O que se pede
1 - De acordo com o texto sobre a Sagrada Face, de quantas linhas se compõe a face humana?
2 - Traduza para o inglês esta frase do texto sobre a Sagrada Face: "Analisando a face humana, notamos que ela se compõe de duas linhas."
── Texto selecionado ──
Considerações sobre a Sagrada Face

Algumas representações de Nosso Senhor existentes nas catacumbas não se parecem com Ele. Aos poucos, a piedade católica compôs a Face do Redentor e, quando encontraram o Santo Sudário,  conferiu impressionantemente. Na Sagrada Face, conforme se analise, estão insinuadas todas as formas possíveis de beleza da cruz.

 

Analisando a face humana, notamos que ela se compõe de duas linhas. Uma vertical e outra horizontal. Uma linha parte da fronte e desce à base do  queixo, de maneira que toda a horizontalidade das sobrancelhas, dos lábios e do queixo é percorrida sutilmente por uma verticalidade.

A face humana tem aspecto de cruz

Essa ideia de horizontalidade é acentuada pelas orelhas que têm no aspecto do homem uma importância que ninguém imagina! Mas é só um indivíduo não ter uma orelha que todo mundo nota.  Se não tiver as duas orelhas, brame! Nenhum de nós olhou hoje para as orelhas dos outros, mas é só aparecer um sem orelha que se nota imediatamente, porque completa a fisionomia de modo  imponderável, interessante, inesperado.
───
── Dados fornecidos ──
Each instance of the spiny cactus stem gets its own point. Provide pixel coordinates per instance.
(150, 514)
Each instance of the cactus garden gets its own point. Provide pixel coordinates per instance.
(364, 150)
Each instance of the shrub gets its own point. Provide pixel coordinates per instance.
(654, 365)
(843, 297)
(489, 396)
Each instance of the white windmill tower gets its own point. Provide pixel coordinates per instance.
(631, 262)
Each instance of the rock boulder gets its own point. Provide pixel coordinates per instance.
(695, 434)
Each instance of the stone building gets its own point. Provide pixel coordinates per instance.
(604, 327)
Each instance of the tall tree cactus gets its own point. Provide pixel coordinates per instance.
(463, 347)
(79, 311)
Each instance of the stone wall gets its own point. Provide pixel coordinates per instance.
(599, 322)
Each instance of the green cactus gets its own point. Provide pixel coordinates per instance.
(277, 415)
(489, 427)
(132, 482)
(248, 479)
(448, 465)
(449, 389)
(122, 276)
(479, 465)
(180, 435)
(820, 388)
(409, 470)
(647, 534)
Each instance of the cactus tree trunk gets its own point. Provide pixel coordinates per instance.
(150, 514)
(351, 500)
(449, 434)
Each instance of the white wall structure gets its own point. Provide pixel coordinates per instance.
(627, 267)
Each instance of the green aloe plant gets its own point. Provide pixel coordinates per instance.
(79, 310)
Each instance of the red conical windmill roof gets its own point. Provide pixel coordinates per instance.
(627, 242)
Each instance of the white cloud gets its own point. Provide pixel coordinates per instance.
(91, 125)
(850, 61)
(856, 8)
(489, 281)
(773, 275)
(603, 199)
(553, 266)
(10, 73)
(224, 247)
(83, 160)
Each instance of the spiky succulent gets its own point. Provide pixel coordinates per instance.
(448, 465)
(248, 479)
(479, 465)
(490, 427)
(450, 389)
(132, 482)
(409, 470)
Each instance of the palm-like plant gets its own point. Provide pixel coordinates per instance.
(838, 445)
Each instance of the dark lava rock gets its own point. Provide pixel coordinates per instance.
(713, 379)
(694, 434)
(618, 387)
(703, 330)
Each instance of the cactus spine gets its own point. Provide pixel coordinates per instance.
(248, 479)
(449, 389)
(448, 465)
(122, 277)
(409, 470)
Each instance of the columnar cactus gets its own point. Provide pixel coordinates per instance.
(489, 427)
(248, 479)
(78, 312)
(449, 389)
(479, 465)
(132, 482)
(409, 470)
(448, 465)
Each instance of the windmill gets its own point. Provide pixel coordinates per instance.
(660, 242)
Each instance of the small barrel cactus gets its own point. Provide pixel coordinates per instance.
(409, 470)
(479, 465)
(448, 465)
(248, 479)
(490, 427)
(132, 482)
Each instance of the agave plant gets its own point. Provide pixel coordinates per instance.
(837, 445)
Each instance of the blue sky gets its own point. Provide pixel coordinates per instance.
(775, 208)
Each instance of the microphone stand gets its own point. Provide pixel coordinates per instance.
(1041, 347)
───
As respostas
1 - De duas linhas: uma vertical e outra horizontal.

2 - Analyzing the human face, we notice that it is made up of two lines.